● WHAT THIS TASK INVOLVES
Copy all of the material below exactly.
-----
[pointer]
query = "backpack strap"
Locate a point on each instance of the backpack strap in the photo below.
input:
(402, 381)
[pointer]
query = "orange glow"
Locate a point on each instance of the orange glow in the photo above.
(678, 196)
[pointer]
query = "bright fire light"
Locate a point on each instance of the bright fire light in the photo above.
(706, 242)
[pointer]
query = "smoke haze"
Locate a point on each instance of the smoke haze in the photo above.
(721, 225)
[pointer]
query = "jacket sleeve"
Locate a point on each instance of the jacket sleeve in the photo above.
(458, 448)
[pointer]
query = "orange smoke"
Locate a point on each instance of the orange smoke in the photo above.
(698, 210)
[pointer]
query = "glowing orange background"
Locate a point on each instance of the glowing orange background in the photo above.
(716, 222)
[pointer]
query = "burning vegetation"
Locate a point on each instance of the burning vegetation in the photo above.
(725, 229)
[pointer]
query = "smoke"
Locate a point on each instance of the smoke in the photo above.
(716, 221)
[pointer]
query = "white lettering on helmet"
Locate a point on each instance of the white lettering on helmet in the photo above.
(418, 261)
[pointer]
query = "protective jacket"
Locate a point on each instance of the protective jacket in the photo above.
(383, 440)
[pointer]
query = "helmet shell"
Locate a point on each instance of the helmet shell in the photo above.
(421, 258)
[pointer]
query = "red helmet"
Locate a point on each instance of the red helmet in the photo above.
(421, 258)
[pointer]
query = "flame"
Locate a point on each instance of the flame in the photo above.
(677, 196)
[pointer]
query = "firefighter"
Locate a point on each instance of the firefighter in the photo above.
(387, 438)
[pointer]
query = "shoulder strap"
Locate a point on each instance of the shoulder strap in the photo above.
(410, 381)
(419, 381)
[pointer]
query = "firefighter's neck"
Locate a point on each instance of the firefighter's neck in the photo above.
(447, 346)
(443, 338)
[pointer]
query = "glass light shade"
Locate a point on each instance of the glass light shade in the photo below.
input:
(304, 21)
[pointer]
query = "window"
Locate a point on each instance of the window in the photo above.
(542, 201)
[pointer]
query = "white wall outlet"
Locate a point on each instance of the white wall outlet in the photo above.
-----
● RESPONSE BELOW
[pointer]
query = "backpack strap"
Locate a point on each instance of the backpack strap in the photo below.
input:
(402, 381)
[pointer]
query = "orange glow"
Locate a point on each instance of the orange glow in the photo above.
(678, 196)
[pointer]
query = "bright fire light"
Locate a point on each instance of the bright fire light in the photo above.
(706, 242)
[pointer]
query = "smoke haze"
Locate a point on each instance of the smoke haze in the photo above.
(721, 225)
[pointer]
query = "jacket sleeve"
Locate a point on each instance of the jacket sleeve in the photo above.
(458, 448)
[pointer]
query = "orange smoke"
Locate a point on each instance of the orange smoke in the photo above.
(698, 210)
[pointer]
query = "glowing orange background"
Locate a point on each instance of the glowing orange background in the photo above.
(716, 222)
[pointer]
query = "burning vegetation"
Locate a point on each instance of the burning vegetation in the photo above.
(725, 229)
[pointer]
query = "smoke"
Locate a point on each instance of the smoke in the photo above.
(716, 221)
[pointer]
query = "white lettering on helmet"
Locate a point on each instance of the white lettering on helmet in the photo above.
(418, 261)
[pointer]
query = "protective jacket"
Locate a point on each instance of the protective jacket in the photo above.
(383, 440)
[pointer]
query = "helmet shell"
Locate a point on each instance of the helmet shell in the photo above.
(421, 258)
[pointer]
query = "red helmet"
Locate a point on each instance of the red helmet in the photo above.
(421, 258)
[pointer]
query = "flame"
Locate a point on each instance of the flame in the photo above.
(677, 196)
[pointer]
query = "firefighter"
Locate a point on each instance of the firefighter in the photo above.
(387, 438)
[pointer]
query = "shoulder strap"
Locate a point on each instance of the shoulder strap in the photo above.
(410, 381)
(419, 381)
[pointer]
query = "firefighter's neck"
Locate a point on each instance of the firefighter's neck in the photo above.
(447, 346)
(443, 338)
[pointer]
query = "glass light shade"
Locate a point on each instance of the glass light shade in the photo below.
input:
(304, 21)
[pointer]
query = "window"
Locate a point on each instance of the window in the photo above.
(542, 201)
[pointer]
query = "white wall outlet"
Locate a point on each instance of the white wall outlet in the photo above.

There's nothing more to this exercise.